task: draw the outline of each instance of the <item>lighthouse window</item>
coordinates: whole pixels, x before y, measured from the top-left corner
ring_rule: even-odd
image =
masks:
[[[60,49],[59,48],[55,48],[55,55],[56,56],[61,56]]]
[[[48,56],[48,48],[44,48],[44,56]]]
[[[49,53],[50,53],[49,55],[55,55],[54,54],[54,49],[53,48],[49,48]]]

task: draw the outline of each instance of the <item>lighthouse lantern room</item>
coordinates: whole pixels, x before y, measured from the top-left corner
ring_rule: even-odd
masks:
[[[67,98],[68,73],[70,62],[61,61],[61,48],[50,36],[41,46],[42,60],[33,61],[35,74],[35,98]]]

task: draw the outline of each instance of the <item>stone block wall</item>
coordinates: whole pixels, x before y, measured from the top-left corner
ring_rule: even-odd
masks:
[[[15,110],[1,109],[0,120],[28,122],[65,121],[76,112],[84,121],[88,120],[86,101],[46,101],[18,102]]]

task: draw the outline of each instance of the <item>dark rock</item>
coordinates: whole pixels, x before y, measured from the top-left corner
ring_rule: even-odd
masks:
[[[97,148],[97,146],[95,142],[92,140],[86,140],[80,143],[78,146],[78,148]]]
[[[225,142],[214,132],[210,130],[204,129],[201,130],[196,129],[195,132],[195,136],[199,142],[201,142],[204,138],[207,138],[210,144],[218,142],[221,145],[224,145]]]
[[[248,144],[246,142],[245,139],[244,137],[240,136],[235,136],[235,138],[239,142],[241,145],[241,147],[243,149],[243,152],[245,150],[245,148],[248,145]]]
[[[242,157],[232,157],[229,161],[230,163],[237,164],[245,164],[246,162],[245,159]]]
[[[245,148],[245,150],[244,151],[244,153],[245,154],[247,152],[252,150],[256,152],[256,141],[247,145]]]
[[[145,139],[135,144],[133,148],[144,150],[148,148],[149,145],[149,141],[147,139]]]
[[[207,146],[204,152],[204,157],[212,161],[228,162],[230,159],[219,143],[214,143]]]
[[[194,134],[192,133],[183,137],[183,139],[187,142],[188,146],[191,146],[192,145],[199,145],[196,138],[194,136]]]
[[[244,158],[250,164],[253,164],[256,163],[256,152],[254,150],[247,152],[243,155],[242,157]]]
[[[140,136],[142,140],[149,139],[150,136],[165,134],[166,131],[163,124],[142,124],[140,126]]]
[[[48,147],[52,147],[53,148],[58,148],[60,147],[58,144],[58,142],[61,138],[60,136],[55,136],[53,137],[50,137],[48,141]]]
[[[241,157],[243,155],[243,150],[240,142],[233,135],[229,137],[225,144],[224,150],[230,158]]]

:::

* **TASK BRIEF**: All of the lines above need to be given again exactly.

* **EXPECTED ANSWER**:
task: draw the outline of each instance of the <item>lighthouse window</item>
coordinates: whole pixels, x before y, measured from the top-left corner
ring_rule: even-odd
image =
masks:
[[[60,49],[59,48],[55,48],[55,55],[56,56],[61,56]]]
[[[48,56],[48,48],[44,48],[44,56]]]
[[[49,53],[50,53],[49,55],[55,55],[54,54],[54,49],[53,48],[49,48]]]

task: draw the outline of each instance of the <item>lighthouse lantern room</item>
coordinates: whole pixels, x before y, measured from the top-left corner
ring_rule: even-odd
masks:
[[[67,98],[68,73],[70,62],[61,61],[61,48],[50,36],[41,46],[42,60],[33,61],[35,74],[35,98]]]

task: draw the outline of each instance of the <item>stone block wall</item>
coordinates: whole pixels, x before y, measured from the top-left corner
ring_rule: even-odd
masks:
[[[15,110],[1,109],[0,120],[28,122],[65,121],[76,112],[84,121],[88,120],[86,101],[46,101],[18,102]]]

task: draw the outline of each instance of the <item>dark rock</item>
coordinates: whole pixels, x before y, measured from the top-left corner
ring_rule: even-odd
masks:
[[[97,148],[97,146],[95,142],[92,140],[86,140],[80,143],[78,146],[78,148]]]
[[[225,142],[214,132],[210,130],[204,129],[201,130],[196,129],[195,132],[195,136],[199,142],[201,142],[204,138],[207,138],[210,144],[218,142],[221,145],[224,145]]]
[[[248,144],[246,142],[245,139],[244,137],[240,136],[235,136],[235,138],[239,142],[241,145],[241,147],[243,149],[243,152],[245,150],[245,148],[248,145]]]
[[[242,157],[232,157],[229,161],[230,163],[237,164],[245,164],[246,162],[245,159]]]
[[[245,148],[245,150],[244,151],[244,153],[245,154],[247,152],[252,150],[256,152],[256,141],[247,145]]]
[[[145,139],[135,144],[133,148],[144,150],[148,148],[149,145],[149,141],[147,139]]]
[[[207,146],[204,152],[204,157],[212,161],[228,162],[230,159],[219,143],[214,143]]]
[[[194,134],[192,133],[183,137],[183,139],[187,142],[188,146],[191,146],[192,145],[199,145],[196,138],[194,136]]]
[[[244,158],[250,164],[253,164],[256,163],[256,152],[254,150],[247,152],[243,155],[242,157]]]
[[[140,136],[142,140],[149,139],[150,136],[165,134],[166,131],[163,124],[142,124],[140,126]]]
[[[48,147],[52,147],[53,148],[58,148],[60,147],[58,144],[58,142],[61,138],[60,136],[55,136],[53,137],[50,137],[48,141]]]
[[[241,157],[243,155],[243,150],[240,142],[233,135],[229,137],[225,144],[224,150],[230,158]]]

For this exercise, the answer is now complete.